#### [TASK DETAILS]
Give the records starting at the line containing "dark shelf. Produce a box around each one." and ending at the line containing "[223,33,295,66]" as a two-column CSV with the columns input and output, one row per record. Put each field in quotes and replace its line breaks with spaces.

Excerpts of bounding box data
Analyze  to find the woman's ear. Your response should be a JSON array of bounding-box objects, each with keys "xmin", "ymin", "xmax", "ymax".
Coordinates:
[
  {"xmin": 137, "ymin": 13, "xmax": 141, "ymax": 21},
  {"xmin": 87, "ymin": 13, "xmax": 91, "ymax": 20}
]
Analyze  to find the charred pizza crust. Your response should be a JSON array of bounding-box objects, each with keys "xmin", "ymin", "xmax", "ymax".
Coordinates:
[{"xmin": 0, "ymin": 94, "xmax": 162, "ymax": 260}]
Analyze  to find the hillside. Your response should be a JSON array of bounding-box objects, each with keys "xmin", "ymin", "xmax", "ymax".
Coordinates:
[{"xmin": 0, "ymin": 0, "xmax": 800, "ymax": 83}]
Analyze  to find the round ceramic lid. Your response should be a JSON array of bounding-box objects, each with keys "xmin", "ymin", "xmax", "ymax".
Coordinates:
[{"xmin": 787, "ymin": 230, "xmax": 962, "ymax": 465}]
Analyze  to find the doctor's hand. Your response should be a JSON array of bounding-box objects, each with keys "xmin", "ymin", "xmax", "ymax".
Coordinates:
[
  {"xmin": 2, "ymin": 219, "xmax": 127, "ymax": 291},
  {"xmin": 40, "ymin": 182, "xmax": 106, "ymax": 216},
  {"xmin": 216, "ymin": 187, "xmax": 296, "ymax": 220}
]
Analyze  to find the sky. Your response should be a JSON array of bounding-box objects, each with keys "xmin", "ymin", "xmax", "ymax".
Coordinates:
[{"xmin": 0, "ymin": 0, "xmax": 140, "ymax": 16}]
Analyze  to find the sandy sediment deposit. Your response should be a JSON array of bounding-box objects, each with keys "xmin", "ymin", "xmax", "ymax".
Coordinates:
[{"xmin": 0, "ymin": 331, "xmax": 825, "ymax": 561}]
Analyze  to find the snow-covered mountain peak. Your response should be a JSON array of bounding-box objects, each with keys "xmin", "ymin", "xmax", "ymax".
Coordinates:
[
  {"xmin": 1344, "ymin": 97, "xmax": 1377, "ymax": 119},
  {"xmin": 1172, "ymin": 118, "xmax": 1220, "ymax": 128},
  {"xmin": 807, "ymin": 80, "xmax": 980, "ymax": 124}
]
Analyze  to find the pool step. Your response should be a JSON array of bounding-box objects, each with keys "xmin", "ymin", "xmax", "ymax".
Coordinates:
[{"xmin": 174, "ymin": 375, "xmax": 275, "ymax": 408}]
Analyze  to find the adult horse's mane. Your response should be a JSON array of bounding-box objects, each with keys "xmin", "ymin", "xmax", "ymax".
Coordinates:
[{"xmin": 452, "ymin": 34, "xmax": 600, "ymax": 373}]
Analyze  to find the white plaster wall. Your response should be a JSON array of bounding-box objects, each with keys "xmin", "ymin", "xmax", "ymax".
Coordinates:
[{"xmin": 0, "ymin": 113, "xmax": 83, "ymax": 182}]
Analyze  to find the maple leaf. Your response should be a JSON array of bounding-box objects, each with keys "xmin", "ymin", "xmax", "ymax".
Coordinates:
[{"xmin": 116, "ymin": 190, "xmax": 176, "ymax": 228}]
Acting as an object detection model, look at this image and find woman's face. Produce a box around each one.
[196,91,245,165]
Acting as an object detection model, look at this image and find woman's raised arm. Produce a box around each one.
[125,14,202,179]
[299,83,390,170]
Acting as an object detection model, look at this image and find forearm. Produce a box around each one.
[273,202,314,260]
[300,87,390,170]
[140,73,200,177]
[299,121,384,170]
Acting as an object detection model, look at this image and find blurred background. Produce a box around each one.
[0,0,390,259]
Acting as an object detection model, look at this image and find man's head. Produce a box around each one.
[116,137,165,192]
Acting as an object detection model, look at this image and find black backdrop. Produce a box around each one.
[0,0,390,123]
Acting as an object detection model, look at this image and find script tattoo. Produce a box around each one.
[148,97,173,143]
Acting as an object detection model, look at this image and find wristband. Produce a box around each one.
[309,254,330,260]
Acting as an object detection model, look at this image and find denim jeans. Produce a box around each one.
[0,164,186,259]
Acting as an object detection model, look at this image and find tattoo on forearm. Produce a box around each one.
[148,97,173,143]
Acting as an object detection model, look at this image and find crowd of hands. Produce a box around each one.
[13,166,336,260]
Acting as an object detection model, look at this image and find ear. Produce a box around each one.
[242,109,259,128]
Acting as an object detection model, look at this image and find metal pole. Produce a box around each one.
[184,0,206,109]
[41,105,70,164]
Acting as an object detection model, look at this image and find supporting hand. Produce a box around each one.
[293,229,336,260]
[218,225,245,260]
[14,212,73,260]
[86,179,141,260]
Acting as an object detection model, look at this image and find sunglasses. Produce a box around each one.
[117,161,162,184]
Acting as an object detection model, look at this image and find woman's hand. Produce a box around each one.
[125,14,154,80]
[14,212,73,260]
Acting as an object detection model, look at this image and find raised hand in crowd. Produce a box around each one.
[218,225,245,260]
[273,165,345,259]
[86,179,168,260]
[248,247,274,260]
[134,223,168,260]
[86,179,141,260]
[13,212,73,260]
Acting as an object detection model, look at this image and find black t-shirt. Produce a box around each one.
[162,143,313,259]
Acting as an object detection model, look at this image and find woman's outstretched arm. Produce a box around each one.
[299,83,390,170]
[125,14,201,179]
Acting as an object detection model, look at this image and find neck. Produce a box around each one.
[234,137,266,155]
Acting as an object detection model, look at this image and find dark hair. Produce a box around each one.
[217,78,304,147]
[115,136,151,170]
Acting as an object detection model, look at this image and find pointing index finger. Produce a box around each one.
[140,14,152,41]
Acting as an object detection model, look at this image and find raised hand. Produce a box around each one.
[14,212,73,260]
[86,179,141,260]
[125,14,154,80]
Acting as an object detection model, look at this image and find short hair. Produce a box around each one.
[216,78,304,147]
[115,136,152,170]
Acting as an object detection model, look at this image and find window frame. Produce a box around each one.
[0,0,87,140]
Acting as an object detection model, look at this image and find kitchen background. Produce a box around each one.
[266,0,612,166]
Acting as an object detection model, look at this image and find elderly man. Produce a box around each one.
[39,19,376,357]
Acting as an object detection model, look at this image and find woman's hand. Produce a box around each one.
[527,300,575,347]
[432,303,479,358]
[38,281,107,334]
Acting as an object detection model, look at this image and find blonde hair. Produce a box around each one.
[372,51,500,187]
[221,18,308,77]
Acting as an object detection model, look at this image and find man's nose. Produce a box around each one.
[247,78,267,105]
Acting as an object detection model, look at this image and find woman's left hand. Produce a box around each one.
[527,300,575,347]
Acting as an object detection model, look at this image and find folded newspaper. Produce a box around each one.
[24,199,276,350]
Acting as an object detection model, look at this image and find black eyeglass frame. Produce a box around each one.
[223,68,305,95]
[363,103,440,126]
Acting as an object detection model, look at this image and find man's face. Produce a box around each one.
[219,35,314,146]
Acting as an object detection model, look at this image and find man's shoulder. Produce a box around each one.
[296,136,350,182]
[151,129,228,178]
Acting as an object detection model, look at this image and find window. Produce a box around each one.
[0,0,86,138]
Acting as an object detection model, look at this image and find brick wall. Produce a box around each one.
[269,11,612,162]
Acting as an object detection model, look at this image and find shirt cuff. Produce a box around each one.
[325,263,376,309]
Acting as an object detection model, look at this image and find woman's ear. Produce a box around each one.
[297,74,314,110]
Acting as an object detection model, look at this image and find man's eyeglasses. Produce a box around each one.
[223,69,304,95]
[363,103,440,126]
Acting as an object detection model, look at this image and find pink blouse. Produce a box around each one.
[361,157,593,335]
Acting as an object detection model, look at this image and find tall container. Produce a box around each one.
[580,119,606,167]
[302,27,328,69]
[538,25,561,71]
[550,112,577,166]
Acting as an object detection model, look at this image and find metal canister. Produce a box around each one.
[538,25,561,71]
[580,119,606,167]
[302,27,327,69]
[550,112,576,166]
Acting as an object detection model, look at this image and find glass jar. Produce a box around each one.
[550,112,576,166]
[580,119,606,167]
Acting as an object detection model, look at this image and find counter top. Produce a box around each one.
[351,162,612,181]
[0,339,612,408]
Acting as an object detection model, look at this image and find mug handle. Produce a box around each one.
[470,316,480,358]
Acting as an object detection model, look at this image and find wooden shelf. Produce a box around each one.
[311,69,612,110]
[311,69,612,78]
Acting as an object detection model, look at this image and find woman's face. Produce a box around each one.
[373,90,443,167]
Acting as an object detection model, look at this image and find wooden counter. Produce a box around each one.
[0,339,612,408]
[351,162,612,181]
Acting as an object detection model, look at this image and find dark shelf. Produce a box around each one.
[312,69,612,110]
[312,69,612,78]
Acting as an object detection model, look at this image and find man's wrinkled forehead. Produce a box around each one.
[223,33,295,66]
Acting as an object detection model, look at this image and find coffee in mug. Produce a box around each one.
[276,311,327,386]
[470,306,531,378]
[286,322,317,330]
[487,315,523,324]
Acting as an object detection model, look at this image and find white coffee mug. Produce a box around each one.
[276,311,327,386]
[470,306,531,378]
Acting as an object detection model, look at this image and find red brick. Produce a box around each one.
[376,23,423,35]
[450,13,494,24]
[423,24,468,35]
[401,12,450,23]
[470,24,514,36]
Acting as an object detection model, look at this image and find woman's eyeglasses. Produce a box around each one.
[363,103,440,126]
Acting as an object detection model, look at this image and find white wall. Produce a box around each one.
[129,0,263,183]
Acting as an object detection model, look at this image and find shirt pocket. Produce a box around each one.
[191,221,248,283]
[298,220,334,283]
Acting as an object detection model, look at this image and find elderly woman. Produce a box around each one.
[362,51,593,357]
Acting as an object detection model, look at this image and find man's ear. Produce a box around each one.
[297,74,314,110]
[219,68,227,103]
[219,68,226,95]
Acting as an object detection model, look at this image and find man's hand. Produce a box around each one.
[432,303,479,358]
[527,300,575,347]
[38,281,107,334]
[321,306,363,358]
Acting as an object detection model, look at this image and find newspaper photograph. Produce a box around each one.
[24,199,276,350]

#### [ANSWER TO THE EXERCISE]
input,output
"Acting as an object detection model, look at this image and find dark shelf. Produce a box around each one.","[312,69,612,110] [312,69,612,78]"
"Acting as an object detection model, look at this image and find man's wrinkled forehead. Produce a box around each one.","[223,33,295,66]"